[Natural language region descriptions]
┏━━

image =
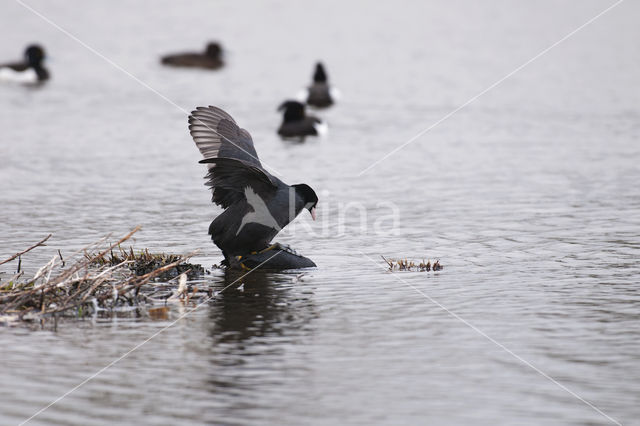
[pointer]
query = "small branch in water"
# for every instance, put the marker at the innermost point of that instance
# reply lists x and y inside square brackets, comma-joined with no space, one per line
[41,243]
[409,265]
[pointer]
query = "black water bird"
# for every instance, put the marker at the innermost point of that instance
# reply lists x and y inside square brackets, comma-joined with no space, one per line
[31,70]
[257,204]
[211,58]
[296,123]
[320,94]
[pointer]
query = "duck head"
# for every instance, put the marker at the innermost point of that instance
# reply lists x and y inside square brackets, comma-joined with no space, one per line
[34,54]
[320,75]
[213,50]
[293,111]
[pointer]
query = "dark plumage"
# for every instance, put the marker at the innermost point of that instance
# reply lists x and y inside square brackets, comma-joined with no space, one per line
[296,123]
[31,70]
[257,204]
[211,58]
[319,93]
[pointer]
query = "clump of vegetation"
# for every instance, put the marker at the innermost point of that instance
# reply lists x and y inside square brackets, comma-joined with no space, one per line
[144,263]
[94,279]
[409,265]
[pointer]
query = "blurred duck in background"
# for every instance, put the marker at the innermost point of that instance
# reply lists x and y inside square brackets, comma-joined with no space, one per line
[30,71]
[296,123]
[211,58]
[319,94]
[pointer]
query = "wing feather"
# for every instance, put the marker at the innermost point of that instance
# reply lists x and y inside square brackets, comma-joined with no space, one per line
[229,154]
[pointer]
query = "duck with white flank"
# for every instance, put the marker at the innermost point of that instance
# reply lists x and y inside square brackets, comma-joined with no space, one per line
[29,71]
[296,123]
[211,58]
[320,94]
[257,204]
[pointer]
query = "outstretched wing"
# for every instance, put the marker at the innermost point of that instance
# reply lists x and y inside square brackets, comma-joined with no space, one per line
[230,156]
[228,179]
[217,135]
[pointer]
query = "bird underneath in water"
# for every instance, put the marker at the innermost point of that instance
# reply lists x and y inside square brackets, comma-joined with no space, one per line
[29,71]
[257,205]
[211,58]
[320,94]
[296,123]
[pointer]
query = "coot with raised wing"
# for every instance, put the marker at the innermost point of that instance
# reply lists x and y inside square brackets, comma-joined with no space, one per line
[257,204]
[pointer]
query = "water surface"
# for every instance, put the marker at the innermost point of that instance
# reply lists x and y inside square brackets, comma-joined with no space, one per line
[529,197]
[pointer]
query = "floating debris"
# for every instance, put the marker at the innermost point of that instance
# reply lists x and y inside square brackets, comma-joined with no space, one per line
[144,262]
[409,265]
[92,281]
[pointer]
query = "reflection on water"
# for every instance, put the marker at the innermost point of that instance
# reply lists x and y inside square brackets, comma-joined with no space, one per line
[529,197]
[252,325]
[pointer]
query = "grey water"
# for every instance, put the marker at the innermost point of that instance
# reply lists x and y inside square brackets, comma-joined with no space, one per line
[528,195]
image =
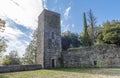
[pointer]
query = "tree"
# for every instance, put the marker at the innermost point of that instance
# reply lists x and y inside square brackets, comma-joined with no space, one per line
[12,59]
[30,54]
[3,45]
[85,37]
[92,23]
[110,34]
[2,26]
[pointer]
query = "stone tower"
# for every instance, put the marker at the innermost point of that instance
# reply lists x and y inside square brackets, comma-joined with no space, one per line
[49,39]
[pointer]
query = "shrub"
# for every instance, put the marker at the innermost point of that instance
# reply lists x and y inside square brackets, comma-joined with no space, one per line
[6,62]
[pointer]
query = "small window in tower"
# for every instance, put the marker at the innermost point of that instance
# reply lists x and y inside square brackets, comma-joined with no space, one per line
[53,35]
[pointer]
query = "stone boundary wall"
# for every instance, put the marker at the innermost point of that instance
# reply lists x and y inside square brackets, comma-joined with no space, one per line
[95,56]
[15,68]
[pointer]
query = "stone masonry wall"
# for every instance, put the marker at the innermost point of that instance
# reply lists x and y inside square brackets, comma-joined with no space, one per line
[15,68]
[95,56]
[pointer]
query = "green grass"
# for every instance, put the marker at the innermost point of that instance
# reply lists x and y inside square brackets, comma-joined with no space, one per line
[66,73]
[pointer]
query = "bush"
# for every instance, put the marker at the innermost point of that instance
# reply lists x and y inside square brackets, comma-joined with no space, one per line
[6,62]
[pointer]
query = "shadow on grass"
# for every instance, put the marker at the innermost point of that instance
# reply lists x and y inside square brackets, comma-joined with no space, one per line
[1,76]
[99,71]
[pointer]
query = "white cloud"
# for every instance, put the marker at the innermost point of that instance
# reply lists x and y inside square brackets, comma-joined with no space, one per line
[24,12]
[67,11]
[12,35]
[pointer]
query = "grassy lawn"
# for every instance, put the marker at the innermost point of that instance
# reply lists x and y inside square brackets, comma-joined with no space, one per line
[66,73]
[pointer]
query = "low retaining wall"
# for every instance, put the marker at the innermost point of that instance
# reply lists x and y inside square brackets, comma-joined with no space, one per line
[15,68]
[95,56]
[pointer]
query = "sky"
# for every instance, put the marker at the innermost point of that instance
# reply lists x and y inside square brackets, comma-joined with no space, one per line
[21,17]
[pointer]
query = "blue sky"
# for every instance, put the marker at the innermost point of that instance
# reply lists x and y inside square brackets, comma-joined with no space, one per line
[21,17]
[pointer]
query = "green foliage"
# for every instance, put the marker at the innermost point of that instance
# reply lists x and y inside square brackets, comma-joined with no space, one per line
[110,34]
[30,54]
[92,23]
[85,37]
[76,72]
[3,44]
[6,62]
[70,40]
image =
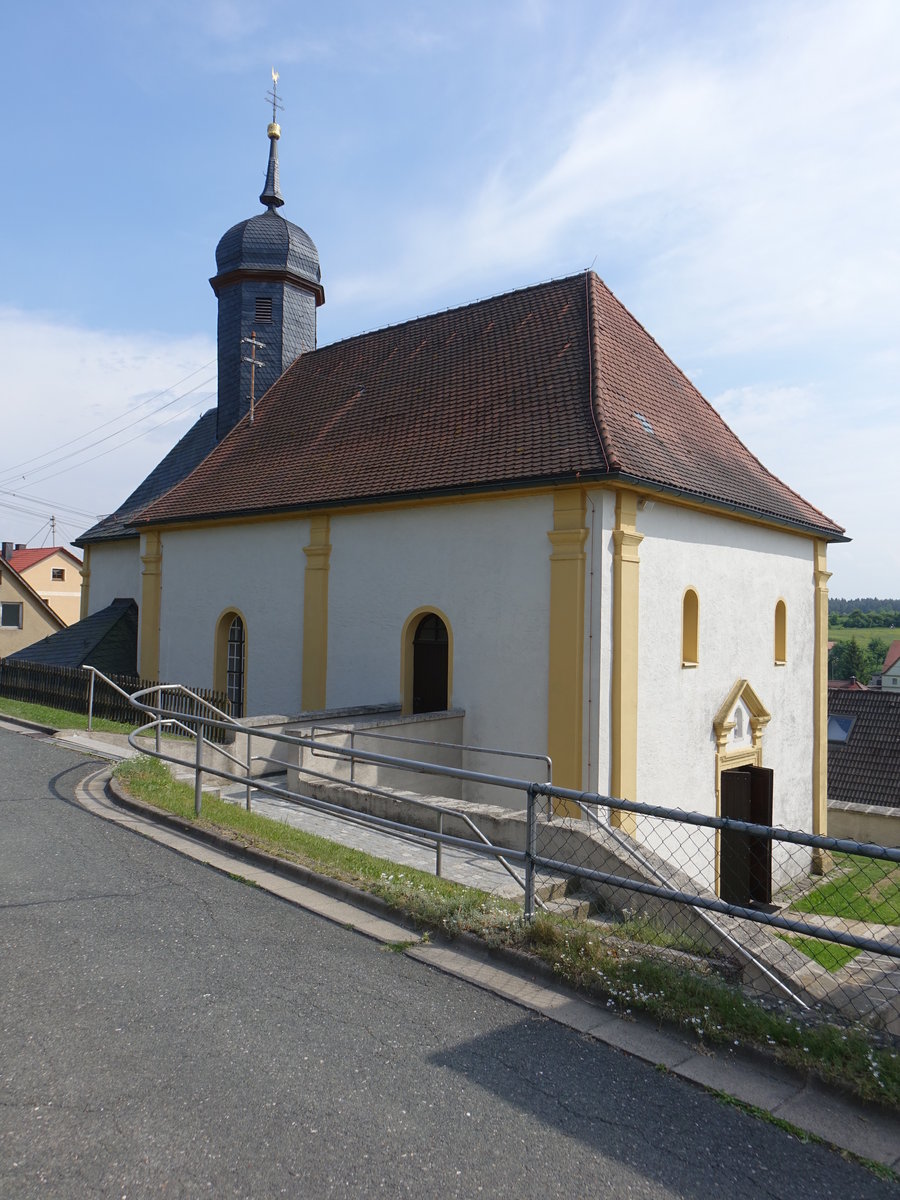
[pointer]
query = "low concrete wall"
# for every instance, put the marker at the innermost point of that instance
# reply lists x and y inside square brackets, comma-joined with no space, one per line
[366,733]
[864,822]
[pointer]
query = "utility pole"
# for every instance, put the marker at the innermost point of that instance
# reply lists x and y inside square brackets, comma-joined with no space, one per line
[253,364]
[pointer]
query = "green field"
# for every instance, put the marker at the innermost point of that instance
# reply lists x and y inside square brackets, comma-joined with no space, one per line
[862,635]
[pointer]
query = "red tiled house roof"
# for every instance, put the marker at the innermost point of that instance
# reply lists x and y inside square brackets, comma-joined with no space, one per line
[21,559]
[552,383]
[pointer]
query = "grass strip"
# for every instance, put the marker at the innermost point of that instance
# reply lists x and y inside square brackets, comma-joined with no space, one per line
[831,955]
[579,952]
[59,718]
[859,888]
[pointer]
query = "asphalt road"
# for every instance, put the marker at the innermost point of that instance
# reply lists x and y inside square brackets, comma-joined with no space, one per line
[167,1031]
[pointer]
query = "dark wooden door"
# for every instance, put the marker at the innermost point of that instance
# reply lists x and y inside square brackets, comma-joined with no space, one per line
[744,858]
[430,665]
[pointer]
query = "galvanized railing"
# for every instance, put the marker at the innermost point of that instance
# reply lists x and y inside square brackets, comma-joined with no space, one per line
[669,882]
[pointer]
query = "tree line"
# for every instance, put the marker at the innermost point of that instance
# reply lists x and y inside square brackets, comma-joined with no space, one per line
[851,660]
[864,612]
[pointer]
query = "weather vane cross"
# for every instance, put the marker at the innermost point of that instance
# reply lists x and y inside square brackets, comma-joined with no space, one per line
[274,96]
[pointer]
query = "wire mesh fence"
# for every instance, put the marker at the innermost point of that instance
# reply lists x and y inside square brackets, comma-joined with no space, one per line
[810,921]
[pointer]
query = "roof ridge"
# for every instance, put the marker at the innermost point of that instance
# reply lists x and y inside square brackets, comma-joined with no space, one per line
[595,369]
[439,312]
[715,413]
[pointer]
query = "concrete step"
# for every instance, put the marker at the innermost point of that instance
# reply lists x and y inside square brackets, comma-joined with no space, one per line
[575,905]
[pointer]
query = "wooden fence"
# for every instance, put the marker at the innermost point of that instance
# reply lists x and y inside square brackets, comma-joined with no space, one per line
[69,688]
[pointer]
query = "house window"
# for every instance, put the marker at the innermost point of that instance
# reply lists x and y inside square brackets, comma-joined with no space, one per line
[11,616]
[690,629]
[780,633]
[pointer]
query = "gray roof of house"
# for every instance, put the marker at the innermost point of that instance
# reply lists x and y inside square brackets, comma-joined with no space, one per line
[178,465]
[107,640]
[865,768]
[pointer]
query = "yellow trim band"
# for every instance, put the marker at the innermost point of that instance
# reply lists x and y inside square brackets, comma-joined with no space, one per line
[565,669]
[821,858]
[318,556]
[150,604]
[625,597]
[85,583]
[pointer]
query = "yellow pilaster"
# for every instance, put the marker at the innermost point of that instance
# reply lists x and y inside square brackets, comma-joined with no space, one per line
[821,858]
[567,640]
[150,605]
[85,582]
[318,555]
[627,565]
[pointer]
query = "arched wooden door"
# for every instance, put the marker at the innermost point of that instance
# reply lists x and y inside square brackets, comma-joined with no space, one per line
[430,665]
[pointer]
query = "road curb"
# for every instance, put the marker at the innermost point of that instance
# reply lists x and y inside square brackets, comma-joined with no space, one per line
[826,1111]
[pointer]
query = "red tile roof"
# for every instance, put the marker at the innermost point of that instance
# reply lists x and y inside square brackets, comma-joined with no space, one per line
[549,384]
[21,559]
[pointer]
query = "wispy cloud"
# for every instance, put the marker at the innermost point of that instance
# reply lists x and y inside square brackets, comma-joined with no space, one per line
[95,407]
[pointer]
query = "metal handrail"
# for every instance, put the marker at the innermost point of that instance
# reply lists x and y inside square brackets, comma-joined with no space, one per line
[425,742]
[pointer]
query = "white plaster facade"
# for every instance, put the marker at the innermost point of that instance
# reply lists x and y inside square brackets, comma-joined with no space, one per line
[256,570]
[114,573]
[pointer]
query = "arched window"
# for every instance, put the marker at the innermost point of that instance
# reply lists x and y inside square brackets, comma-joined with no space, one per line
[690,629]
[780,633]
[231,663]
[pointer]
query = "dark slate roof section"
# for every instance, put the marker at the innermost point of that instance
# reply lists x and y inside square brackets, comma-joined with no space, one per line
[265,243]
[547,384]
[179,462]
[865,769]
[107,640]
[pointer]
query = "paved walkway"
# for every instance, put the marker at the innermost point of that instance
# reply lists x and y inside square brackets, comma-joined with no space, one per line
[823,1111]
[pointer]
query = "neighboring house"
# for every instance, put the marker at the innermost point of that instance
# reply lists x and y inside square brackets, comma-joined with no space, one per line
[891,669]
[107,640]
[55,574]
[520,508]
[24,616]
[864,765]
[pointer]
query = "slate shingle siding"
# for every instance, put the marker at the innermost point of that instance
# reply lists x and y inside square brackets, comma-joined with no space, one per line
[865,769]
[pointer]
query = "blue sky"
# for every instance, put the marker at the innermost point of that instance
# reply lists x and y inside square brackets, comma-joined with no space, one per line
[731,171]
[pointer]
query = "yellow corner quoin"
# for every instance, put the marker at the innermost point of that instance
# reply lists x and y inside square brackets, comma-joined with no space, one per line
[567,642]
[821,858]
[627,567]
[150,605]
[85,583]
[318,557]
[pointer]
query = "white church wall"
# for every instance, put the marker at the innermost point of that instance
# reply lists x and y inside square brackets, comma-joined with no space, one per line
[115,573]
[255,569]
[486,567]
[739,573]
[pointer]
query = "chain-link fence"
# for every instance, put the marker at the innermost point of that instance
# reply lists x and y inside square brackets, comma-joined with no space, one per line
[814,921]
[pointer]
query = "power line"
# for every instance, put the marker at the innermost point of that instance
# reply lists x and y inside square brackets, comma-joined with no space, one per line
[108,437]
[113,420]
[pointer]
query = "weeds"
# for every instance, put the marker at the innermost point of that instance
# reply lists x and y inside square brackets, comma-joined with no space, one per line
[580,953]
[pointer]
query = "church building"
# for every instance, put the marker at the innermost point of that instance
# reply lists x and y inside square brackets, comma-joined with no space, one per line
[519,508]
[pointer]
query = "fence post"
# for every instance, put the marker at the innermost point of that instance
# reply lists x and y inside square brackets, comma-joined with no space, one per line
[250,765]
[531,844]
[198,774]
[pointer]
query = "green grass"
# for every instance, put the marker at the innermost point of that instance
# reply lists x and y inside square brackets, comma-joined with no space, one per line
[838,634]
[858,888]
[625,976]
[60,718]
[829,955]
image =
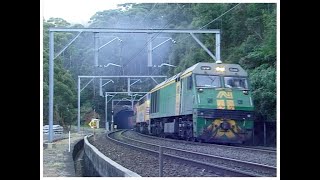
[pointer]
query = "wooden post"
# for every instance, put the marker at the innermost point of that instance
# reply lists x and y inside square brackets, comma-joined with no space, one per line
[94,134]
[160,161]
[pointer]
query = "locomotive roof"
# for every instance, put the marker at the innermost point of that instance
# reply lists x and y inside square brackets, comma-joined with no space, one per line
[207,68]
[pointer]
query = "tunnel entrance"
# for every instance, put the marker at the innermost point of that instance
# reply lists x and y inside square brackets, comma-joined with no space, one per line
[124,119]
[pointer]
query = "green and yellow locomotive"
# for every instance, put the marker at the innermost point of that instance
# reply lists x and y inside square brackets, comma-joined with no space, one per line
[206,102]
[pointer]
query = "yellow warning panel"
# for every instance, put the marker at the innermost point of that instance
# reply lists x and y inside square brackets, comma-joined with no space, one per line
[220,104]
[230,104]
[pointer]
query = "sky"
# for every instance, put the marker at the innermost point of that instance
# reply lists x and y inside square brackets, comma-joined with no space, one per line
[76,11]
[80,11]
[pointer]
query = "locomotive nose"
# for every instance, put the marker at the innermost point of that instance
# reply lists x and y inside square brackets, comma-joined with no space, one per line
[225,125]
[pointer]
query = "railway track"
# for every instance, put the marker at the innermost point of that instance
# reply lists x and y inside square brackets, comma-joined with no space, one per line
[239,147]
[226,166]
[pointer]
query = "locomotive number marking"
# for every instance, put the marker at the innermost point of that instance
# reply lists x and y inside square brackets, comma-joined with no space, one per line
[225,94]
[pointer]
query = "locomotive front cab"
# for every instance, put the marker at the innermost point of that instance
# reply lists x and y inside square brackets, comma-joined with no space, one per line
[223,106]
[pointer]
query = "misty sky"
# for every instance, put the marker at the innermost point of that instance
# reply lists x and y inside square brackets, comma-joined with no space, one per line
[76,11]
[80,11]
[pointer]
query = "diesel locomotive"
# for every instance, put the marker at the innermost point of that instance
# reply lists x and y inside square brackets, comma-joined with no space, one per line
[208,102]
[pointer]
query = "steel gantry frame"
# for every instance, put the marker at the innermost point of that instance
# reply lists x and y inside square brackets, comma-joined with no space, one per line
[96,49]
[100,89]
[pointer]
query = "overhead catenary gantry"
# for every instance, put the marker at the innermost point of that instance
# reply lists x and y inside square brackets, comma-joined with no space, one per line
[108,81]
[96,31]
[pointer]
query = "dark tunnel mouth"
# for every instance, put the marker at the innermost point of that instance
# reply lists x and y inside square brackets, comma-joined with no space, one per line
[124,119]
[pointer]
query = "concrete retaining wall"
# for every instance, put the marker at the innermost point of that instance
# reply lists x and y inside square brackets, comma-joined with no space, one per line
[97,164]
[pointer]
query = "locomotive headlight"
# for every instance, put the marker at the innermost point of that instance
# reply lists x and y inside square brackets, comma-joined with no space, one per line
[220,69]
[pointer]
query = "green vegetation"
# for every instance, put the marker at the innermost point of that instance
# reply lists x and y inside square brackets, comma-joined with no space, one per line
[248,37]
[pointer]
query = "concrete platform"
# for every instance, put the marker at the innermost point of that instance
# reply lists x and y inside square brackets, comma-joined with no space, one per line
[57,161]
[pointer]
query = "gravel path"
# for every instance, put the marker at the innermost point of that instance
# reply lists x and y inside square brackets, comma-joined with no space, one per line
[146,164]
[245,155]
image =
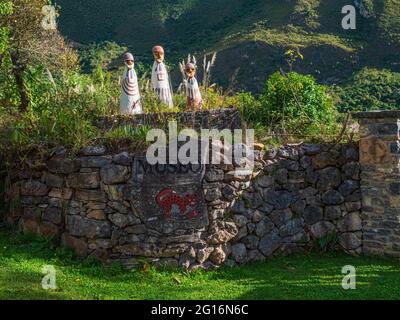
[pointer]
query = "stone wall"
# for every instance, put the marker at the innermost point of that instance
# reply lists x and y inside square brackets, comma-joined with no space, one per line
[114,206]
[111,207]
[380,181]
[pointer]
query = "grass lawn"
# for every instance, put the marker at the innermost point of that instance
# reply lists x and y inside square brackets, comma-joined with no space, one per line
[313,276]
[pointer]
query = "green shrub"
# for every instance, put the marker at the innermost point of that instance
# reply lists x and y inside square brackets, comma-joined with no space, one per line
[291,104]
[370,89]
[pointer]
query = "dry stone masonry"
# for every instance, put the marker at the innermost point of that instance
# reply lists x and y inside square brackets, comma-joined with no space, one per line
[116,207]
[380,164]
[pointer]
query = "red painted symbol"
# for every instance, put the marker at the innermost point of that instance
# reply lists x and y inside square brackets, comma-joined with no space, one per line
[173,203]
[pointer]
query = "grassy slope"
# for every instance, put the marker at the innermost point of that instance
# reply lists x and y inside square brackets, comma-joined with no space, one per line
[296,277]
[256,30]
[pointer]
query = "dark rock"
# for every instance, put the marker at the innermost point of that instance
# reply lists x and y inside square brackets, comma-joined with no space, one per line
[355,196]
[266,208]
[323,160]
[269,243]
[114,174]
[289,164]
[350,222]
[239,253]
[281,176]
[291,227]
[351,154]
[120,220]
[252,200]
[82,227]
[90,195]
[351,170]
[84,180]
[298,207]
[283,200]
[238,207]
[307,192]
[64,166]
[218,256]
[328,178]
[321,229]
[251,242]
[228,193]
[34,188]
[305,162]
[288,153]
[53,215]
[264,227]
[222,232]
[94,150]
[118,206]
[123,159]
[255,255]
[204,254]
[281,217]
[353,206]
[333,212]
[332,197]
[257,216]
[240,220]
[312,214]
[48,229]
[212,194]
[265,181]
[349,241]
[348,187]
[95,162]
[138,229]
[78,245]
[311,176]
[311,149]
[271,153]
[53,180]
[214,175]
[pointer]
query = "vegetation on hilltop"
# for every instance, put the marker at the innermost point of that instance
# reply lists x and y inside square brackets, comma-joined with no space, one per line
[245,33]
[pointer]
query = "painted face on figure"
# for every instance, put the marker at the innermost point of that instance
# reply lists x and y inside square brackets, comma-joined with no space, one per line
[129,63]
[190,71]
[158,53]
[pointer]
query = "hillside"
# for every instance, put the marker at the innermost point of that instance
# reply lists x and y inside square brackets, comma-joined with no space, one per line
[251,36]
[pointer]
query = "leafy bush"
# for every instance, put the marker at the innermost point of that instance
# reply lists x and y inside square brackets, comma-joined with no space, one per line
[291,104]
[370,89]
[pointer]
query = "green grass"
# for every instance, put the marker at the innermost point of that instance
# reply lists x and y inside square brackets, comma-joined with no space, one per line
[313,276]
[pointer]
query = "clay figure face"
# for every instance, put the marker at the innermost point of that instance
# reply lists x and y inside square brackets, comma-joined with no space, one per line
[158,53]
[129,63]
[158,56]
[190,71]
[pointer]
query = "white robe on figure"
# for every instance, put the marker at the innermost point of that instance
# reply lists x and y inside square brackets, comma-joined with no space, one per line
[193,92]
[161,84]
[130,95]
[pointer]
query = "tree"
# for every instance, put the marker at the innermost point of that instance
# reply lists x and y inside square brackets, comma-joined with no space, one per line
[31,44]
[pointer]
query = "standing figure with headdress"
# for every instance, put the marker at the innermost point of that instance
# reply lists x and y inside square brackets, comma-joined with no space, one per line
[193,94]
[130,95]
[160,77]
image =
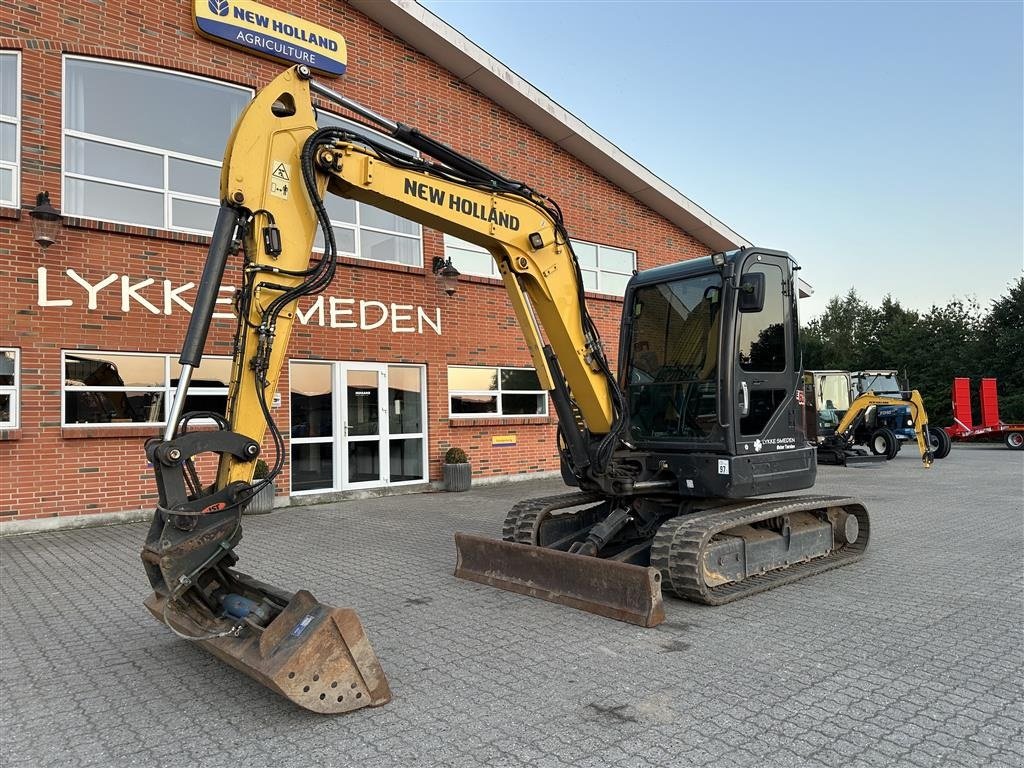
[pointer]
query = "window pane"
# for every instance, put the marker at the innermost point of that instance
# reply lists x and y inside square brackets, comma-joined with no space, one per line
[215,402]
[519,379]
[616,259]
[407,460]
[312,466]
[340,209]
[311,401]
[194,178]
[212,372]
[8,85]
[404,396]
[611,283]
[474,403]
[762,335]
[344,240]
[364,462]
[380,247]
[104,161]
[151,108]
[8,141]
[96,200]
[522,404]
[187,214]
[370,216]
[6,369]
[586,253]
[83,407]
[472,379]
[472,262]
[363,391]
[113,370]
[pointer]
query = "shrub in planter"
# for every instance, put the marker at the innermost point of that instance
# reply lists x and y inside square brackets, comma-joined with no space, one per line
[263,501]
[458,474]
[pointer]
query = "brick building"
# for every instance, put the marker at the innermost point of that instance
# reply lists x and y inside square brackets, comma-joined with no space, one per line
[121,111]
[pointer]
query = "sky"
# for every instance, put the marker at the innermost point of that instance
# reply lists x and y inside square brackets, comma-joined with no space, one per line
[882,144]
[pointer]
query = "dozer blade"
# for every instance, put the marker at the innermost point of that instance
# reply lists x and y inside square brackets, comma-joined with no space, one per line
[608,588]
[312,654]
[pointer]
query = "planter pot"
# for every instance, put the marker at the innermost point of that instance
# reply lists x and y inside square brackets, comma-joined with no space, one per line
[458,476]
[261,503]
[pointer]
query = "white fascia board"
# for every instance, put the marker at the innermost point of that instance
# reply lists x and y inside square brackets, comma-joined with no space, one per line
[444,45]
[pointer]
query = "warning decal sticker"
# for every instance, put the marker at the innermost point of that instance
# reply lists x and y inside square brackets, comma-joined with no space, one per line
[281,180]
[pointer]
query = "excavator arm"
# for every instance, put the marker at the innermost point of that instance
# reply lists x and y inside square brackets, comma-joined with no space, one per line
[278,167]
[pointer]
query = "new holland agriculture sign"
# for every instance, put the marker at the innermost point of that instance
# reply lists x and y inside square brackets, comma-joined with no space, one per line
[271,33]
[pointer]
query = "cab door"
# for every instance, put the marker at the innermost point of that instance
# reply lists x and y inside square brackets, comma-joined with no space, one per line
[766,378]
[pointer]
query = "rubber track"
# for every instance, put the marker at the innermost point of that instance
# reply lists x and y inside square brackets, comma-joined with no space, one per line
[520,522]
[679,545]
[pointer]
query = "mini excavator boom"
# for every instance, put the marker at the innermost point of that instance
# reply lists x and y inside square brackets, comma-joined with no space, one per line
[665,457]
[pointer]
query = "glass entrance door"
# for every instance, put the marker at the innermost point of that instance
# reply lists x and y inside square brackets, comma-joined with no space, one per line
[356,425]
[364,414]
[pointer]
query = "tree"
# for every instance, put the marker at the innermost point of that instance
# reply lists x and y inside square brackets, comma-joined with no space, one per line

┗━━

> [WORK INSTRUCTION]:
Tally the lines of the data that contain the word "concrete", and give only that tally.

> [EXERCISE RESPONSE]:
4